## WHAT YOU SHOULD DO
Set down a true copy of the data, with all pictures left out.

## DATA LISTING
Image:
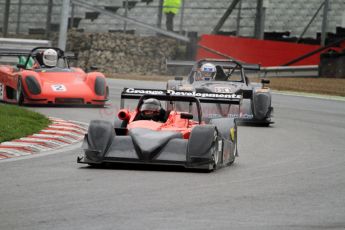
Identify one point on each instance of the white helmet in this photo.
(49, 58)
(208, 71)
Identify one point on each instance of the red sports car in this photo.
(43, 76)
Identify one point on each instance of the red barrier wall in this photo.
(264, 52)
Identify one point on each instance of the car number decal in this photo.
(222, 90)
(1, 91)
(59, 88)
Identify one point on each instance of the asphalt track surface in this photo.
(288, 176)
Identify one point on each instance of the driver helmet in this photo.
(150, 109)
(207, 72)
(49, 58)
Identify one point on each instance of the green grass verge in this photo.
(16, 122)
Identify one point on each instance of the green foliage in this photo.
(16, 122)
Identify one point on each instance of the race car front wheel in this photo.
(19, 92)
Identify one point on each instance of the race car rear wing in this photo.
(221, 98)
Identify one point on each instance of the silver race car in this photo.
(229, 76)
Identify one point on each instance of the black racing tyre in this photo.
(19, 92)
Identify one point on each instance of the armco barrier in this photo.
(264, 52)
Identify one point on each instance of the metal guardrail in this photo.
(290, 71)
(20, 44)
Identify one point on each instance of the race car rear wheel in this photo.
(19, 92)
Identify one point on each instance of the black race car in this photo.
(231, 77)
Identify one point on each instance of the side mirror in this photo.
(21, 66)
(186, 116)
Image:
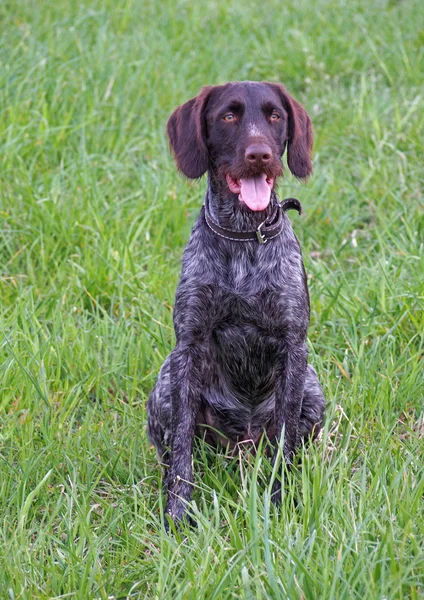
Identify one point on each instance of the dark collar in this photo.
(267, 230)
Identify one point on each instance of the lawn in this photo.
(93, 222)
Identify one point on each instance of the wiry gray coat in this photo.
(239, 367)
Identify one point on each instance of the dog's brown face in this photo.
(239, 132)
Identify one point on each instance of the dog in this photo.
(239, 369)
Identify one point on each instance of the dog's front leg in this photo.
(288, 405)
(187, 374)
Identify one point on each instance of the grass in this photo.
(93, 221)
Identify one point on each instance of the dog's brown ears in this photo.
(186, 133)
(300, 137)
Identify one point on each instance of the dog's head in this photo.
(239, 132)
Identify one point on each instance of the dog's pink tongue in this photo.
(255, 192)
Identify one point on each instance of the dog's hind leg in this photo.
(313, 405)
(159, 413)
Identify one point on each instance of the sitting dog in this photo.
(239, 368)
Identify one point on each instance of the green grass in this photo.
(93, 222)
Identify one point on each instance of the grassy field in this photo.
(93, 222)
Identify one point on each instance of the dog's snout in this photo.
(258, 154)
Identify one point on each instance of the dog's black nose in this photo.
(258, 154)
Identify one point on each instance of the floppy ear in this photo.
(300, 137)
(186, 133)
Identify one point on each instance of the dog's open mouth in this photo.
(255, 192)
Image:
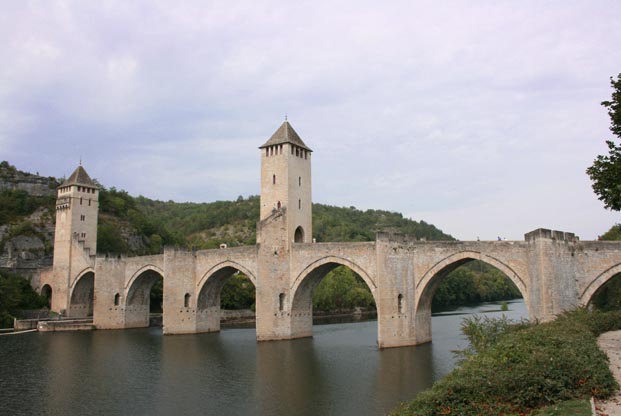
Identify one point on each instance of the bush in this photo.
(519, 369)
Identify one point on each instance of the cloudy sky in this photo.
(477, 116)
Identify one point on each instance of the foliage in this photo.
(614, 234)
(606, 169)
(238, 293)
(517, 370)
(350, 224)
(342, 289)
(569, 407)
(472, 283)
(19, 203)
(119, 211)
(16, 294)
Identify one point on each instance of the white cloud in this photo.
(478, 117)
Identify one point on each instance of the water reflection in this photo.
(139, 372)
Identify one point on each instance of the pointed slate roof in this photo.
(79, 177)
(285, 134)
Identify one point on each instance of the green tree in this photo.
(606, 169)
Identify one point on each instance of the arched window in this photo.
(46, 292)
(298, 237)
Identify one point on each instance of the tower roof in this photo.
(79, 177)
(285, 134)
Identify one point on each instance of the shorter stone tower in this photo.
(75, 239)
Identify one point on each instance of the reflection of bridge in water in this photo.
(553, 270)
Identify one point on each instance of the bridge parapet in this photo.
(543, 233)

## THE ANSWER
Image:
Identify one point on each instance of the white helmet in this photo.
(49, 58)
(208, 71)
Identify one point on each instance of the red sports car in this photo.
(43, 76)
Identify one point on each instance of the red barrier wall in this photo.
(264, 52)
Identify one point on each instance of the car number decal in this photo.
(222, 90)
(1, 91)
(59, 88)
Identify one point on each instance of the asphalt track surface in this photo.
(288, 176)
Identify one point on each instance of the driver helmet in this photo.
(150, 109)
(207, 72)
(49, 58)
Identify one point on each instance of the green grass verge in this photo.
(16, 122)
Identify one point on each instance of the green foliage in this photo.
(16, 122)
Identify one point on each instance of the race car front wheel in this photo.
(19, 92)
Identify one point on each instance of the race car rear wing in this photo.
(221, 98)
Identify one point on each instance of the silver race car in this photo.
(229, 76)
Identify one point on each instance of the black racing tyre in this photo.
(19, 92)
Identify one point on each instance of the armco barrier in this photo.
(264, 52)
Identify one point on each instance of the metal guardrail in this photo.
(290, 71)
(20, 44)
Identify one point on each instance of the race car rear wheel in this photo.
(19, 92)
Identify one point on each instance of the black race car in this photo.
(231, 77)
Identify one point on each instance of the side mirror in this photo.
(21, 66)
(186, 116)
Image:
Identify one point on each instance of the dark collar in this photo.
(267, 230)
Identify one point on each instance of the lawn in this photo.
(93, 222)
Identify one point on each instance of the wiry gray coat in this photo.
(239, 367)
Identify one point on each instance of the dog's brown face in this photo.
(239, 132)
Identify one point on each instance of the dog in this photo.
(239, 369)
Identify one point on each instance of the dog's front leg in this photo.
(288, 405)
(187, 374)
Identify one point on each instance of the grass in this photo.
(93, 221)
Identify one point on each instance of the dog's brown ears in this photo.
(186, 133)
(300, 137)
Identify one point on each instance of the dog's head in this photo.
(239, 132)
Identify one point on each instance of the dog's pink tongue in this photo.
(255, 192)
Identify one point on each instance of the dog's hind leg in this photo.
(313, 405)
(159, 413)
Identify one point on each instance of the sitting dog in this photo.
(239, 368)
Identify one point on each instance of the green grass in this photo.
(93, 222)
Identify one point on each instance of the grassy field in this photo.
(93, 222)
Identify one point on each instance of the dog's snout in this photo.
(258, 154)
Identify one point on each instance of the dog's black nose in this photo.
(258, 154)
Identify one point on each instance of the floppy ear in this photo.
(300, 137)
(186, 133)
Identify one point on each instance of the dog's open mouth in this photo.
(255, 192)
Image:
Identify one point on each instance of the bush in this photo.
(519, 369)
Identify one point on each instance of the cloudy sky in this photo.
(477, 116)
Identify one point on each instance of the foliage in this photo.
(614, 234)
(606, 169)
(238, 293)
(517, 370)
(350, 224)
(342, 289)
(569, 407)
(472, 283)
(19, 203)
(119, 211)
(16, 294)
Identify one point on each instance of the white cloud in this photo.
(478, 117)
Identify one point on each instance of the water reflection in this photo.
(139, 372)
Identify one point on each instance of the pointed slate roof in this photo.
(79, 177)
(285, 134)
Identify one point on each instance of the green tree in this photo.
(606, 169)
Identify one point on each instance of the arched window in this photo.
(46, 292)
(298, 237)
Identify one point on each instance of the tower roof in this photo.
(79, 177)
(285, 134)
Identify one point on each instance of the shorter stone tower in this photo.
(75, 239)
Identify one point on each instance of the reflection of bridge in water in this photo.
(553, 270)
Identify one point on each instance of the bridge parapet in this photo.
(543, 233)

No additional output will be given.